**** MATERIAL PROVIDED
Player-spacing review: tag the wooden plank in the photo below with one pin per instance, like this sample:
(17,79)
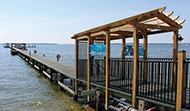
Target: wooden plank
(88,92)
(168,21)
(36,67)
(135,66)
(175,56)
(123,58)
(76,67)
(66,69)
(89,67)
(82,37)
(149,26)
(107,98)
(145,53)
(140,17)
(156,102)
(162,22)
(122,32)
(155,18)
(180,22)
(180,80)
(66,88)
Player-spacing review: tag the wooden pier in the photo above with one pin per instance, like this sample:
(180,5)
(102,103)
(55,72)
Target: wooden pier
(161,82)
(54,70)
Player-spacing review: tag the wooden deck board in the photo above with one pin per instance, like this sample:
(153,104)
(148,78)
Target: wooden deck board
(65,69)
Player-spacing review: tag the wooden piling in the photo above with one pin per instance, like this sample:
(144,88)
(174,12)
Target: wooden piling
(180,80)
(123,58)
(89,67)
(76,69)
(135,66)
(175,56)
(107,95)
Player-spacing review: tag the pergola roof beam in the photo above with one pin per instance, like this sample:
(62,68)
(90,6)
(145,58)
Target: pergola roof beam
(155,18)
(140,17)
(149,26)
(168,21)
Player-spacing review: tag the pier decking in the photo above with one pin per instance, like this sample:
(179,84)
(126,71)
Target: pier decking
(66,69)
(158,81)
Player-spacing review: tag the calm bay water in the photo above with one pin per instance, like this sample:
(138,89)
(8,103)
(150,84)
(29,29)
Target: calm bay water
(24,88)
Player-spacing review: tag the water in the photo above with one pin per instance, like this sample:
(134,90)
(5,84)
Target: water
(24,88)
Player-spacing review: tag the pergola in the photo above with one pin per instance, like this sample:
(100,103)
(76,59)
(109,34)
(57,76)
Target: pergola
(148,23)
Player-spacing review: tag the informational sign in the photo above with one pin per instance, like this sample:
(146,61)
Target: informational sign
(129,50)
(98,50)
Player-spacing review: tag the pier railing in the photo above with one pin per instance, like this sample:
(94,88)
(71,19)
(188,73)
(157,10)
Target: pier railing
(82,69)
(158,84)
(121,75)
(187,85)
(156,79)
(98,71)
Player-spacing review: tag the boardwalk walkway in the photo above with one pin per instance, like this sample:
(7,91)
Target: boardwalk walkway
(65,69)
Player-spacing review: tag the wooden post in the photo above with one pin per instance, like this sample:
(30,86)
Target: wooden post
(123,58)
(89,67)
(145,51)
(107,98)
(135,66)
(175,56)
(76,69)
(180,80)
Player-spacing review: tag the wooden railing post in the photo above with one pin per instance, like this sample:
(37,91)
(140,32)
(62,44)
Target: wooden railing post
(123,58)
(135,66)
(180,80)
(145,51)
(89,67)
(76,69)
(175,56)
(107,98)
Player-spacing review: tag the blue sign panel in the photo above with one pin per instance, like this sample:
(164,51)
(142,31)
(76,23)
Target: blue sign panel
(129,50)
(98,50)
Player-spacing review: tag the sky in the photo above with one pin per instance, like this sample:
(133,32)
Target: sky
(56,21)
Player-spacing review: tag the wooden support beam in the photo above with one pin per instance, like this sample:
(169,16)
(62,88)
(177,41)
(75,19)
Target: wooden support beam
********
### SHORT TASK
Without including the pictures, return each record above exactly as it stands.

### IN RESPONSE
Player-spacing review: tag the wooden plank in the photo below with one pin per instance, like this sample:
(17,79)
Target: wooden plank
(88,92)
(168,21)
(36,67)
(135,66)
(175,56)
(123,58)
(76,67)
(66,69)
(89,67)
(82,37)
(149,26)
(107,98)
(145,53)
(140,17)
(156,102)
(162,22)
(122,32)
(155,18)
(180,22)
(180,80)
(66,88)
Player-spacing review: tag the wooden pier in the photo above with one pin per instance, like this sample:
(180,5)
(102,103)
(55,72)
Target: wooden pier
(161,82)
(54,70)
Player-spacing review: tag the wooden deck board in the photo above with one pin per instance, like this sample:
(153,104)
(148,78)
Target: wooden deck board
(65,69)
Player-spacing review: tag the wooden piling in the photo above with one pin per instance, like this sample:
(144,88)
(174,12)
Target: wooden piling
(180,80)
(123,58)
(89,67)
(76,69)
(135,66)
(175,56)
(107,95)
Player-spacing review: tag the pergola roof beam in the photo above with one pin per instance, like this sample:
(62,68)
(90,6)
(145,58)
Target: pergola roof beam
(155,18)
(140,17)
(149,26)
(168,21)
Player-spacing review: tag the pier decking in the photo above with one pin per instance, like this sample:
(179,84)
(126,71)
Target: pier decking
(66,69)
(158,81)
Player-spacing review: tag the calm bay water in the photo above with one pin per instance, like this sample:
(138,89)
(8,103)
(150,84)
(29,29)
Target: calm bay water
(24,88)
Player-spacing review: tag the water in the photo above with one pin per instance, like this sample:
(134,90)
(5,84)
Target: water
(24,88)
Player-spacing review: tag the pergola in the photo above with one pin per instance, like this sample:
(100,103)
(76,59)
(109,34)
(57,76)
Target: pergola
(148,23)
Player-spacing review: tag the informational sign in the photo above with one pin per instance, like this sample:
(146,61)
Target: informational sign
(129,50)
(98,50)
Player-spacing review: tag the pier railing in the photo above with one pin per instance, like this sample:
(94,88)
(71,19)
(188,73)
(157,10)
Target: pier railing
(82,69)
(158,84)
(121,75)
(187,85)
(156,79)
(98,71)
Player-spacing review: tag the boardwalk walkway in the photo above with one pin per instance, like this sample:
(7,91)
Target: boardwalk walkway
(65,69)
Player-spacing review: tag the wooden post in the photo above with one pin per instance, like this sample:
(30,86)
Target: wooden post
(123,58)
(89,67)
(145,51)
(107,98)
(135,66)
(175,56)
(76,69)
(180,80)
Player-spacing review: tag the wooden railing post in the photo above with one pin per instance, like this sample:
(37,91)
(140,32)
(62,44)
Target: wooden railing post
(123,58)
(135,66)
(180,80)
(145,51)
(89,67)
(76,69)
(175,56)
(107,98)
Player-spacing review: tag the blue sign panel in the photo above with one pin per instance, like this sample:
(164,51)
(142,31)
(76,23)
Target: blue sign panel
(129,50)
(98,50)
Player-spacing review: tag the sky in the photo above with one pin per instance, like this sample:
(133,32)
Target: sky
(56,21)
Player-spacing review: tag the wooden support beam in the photo above with one pin per instance, like this sample:
(169,16)
(62,88)
(177,41)
(75,19)
Target: wooden support beam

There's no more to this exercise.